Dr. Hall began envisioning a future using wireless electricity with a single light bulb. During initial experiments, Hall powered a bulb in the exact middle of a room — without any wired connections from the floor, walls, or ceiling. WiTricity is now working on wirelessly powering entire homes.

How does it work?

“A coil of electrical wire generates a magnetic field when power is attached,” CNN explains. “We’re not actually putting electricity in the air. What we’re doing is putting a magnetic field in the air,” Dr. Hall adds. “When you bring a device into that magnetic field, it induces a current in the device, and by that you’re able to transfer power.”

Right now, WiTricity can successfully power TVs and laptops — and charge cellphones — all without electrical cords and wiring. In homes of the future, CNN likens wireless electricity to the ease and convenience of today’s wireless internet.

WiTricity is also working on a wireless electric car charger, and even taking steps to revolutionize the medical community. For example, a wireless “left-ventricular assist device” — or heart pump — is in the works. Company officials explain that the current wireless technology is new and innovative — and different from Nikola Telsa’s famous, and much earlier, experiments.

“In that case they might have been thinking about Niagara Falls generating the power and getting it to New York City — and that’s a long distance. We’re not proposing that the technology we have here at WiTricity would be used for that kind of application,” Dr. Hall told CNN. “When we came around, power’s already being transferred by wires to homes and rooms and things of that nature, so we had a much different problem, which was really just this much shorter distance.”

“I think it will eventually happen. It’ll probably start off small,” says Wendell Peterson, General Manager of The Rock Island Street Clock Company. “We already have a solar power clock, and we can also use lithium power, so why not?”

■ Parts of the exercise
a - From the wireless electricity excerpt, reproduce word for word the stretch from "Dr. Hall began" through "powering entire homes.".
b - Using the wireless electricity excerpt, answer each question briefly.
(i) Where in the room was the bulb placed during Dr. Hall's initial experiments?
(ii) What medical device does the excerpt say is in the works in wireless form?
(iii) What position does Wendell Peterson hold?
c - For each statement, say whether it agrees with the wireless electricity excerpt. Answer yes or no and quote the words that decide it.
(i) WiTricity can currently charge cellphones without cords.
(ii) Dr. Hall says WiTricity puts electricity in the air.
(iii) WiTricity proposes using its technology to send power from Niagara Falls to New York City.

■ Dataset records
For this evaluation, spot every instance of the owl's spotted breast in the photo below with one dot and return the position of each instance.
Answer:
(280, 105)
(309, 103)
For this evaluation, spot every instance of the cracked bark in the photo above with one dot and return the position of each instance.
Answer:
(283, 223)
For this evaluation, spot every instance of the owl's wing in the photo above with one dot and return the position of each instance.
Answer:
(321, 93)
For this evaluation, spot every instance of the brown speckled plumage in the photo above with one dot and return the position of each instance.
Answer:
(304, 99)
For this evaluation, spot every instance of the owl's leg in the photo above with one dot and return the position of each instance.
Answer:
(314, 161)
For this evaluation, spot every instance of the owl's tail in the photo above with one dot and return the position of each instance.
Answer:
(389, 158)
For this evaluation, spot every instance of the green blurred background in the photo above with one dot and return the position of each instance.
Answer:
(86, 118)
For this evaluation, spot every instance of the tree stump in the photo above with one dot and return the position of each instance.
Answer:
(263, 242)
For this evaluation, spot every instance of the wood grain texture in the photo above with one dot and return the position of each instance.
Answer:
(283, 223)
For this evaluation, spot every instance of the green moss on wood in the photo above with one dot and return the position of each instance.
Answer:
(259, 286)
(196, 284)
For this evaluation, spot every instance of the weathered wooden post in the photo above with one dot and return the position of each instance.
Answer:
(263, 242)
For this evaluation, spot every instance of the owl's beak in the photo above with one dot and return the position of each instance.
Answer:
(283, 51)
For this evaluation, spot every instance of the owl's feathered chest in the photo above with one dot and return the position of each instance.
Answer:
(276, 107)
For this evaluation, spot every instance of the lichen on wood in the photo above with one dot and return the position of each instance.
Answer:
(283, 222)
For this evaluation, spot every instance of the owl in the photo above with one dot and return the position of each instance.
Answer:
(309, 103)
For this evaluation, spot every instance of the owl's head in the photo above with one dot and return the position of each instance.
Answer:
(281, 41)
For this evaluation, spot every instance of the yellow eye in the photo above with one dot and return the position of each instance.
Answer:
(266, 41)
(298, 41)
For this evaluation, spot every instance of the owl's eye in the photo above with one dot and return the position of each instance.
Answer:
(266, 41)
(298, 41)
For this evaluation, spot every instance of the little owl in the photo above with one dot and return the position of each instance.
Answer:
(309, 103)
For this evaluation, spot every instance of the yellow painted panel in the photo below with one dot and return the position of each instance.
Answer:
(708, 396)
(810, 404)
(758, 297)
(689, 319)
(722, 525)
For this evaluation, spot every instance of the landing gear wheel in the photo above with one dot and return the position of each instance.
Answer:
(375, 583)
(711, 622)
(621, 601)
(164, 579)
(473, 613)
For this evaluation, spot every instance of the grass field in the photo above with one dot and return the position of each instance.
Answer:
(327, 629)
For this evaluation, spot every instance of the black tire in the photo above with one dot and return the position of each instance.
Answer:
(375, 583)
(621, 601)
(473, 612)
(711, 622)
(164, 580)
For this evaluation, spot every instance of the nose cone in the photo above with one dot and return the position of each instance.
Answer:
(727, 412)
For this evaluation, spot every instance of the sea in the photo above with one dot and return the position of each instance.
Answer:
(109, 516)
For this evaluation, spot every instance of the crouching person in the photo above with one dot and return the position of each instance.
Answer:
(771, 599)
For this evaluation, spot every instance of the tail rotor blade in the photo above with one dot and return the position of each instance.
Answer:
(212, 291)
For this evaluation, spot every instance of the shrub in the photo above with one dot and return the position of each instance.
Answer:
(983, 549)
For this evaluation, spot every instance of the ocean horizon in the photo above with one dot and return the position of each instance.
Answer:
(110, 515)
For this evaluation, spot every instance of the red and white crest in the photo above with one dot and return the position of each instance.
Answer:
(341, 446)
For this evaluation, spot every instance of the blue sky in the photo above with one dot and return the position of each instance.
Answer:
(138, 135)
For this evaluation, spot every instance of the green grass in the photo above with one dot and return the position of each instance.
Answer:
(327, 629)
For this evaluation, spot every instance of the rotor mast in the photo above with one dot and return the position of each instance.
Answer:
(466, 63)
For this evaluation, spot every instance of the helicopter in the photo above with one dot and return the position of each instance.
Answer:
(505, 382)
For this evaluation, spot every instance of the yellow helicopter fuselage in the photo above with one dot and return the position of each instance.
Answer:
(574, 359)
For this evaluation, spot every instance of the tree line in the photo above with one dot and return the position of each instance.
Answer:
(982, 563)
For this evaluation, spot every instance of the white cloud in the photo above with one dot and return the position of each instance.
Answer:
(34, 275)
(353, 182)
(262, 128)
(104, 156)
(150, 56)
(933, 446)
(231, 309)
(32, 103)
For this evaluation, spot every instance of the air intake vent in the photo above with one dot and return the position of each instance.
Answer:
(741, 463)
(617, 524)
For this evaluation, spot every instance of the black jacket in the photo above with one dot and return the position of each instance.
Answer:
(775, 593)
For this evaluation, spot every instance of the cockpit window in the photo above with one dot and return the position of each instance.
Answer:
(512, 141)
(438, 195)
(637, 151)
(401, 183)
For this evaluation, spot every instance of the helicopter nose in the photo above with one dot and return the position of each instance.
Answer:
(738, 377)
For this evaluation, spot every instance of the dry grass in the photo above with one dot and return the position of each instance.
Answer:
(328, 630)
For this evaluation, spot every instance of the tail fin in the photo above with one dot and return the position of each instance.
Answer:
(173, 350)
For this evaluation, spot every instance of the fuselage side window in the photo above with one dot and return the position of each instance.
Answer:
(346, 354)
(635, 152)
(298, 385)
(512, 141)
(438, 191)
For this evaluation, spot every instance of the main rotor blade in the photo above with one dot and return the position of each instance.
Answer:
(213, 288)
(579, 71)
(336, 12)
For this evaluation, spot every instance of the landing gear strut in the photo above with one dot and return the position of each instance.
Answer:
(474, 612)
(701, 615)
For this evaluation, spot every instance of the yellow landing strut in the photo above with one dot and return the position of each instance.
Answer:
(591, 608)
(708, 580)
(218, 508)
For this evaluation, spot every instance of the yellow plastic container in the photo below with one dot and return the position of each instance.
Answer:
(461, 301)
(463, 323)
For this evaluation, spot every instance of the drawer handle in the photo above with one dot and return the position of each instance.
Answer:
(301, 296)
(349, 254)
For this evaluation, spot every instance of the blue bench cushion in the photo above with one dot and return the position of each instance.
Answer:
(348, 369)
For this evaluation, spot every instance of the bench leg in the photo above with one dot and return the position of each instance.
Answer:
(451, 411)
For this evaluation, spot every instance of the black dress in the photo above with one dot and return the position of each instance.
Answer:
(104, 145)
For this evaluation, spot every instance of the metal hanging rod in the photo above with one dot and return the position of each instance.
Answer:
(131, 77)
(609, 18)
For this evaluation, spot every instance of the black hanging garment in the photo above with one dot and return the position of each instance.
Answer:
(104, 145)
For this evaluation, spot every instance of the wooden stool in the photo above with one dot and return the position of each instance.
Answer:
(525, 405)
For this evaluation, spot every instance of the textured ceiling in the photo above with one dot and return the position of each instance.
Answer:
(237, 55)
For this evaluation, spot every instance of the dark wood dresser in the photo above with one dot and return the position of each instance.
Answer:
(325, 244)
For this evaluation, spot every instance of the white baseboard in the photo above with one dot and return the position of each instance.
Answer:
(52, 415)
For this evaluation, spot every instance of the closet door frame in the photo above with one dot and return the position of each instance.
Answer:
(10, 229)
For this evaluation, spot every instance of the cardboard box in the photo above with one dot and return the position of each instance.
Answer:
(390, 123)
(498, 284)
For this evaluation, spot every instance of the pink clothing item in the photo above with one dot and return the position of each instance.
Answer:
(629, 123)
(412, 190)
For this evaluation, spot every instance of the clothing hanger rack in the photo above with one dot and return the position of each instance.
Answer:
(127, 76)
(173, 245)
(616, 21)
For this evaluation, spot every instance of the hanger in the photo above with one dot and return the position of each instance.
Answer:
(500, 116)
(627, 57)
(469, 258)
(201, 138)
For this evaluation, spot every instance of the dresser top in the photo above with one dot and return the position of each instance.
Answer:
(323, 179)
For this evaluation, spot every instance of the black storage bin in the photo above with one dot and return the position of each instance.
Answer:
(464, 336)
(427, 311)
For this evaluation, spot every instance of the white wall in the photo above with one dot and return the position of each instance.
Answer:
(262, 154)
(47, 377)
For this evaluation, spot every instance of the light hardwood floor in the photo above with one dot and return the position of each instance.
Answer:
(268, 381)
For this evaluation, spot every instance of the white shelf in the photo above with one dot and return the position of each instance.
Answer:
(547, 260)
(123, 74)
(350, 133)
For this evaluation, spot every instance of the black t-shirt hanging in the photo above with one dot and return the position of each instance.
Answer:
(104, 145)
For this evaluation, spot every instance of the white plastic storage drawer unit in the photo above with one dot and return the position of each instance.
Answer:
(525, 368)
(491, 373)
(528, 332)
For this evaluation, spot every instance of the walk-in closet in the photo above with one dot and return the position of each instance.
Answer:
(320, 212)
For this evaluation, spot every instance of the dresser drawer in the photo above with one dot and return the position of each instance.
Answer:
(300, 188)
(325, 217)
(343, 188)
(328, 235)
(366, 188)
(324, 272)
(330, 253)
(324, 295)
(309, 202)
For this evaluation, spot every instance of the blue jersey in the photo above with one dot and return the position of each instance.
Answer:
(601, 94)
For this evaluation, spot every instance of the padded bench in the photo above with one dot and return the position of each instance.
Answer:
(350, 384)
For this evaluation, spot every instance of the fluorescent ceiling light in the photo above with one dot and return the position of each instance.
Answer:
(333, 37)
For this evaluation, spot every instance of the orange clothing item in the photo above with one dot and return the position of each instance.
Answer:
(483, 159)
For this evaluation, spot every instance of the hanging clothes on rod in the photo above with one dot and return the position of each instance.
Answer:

■ Answers by task
a -
Dr. Hall began envisioning a future using wireless electricity with a single light bulb. During initial experiments, Hall powered a bulb in the exact middle of a room — without any wired connections from the floor, walls, or ceiling. WiTricity is now working on wirelessly powering entire homes.

b -
(i) In the exact middle of the room.
(ii) A wireless "left-ventricular assist device," or heart pump.
(iii) General Manager of The Rock Island Street Clock Company.

c -
(i) Yes: "Right now, WiTricity can successfully power TVs and laptops — and charge cellphones — all without electrical cords and wiring."
(ii) No: "We’re not actually putting electricity in the air."
(iii) No: "We’re not proposing that the technology we have here at WiTricity would be used for that kind of application"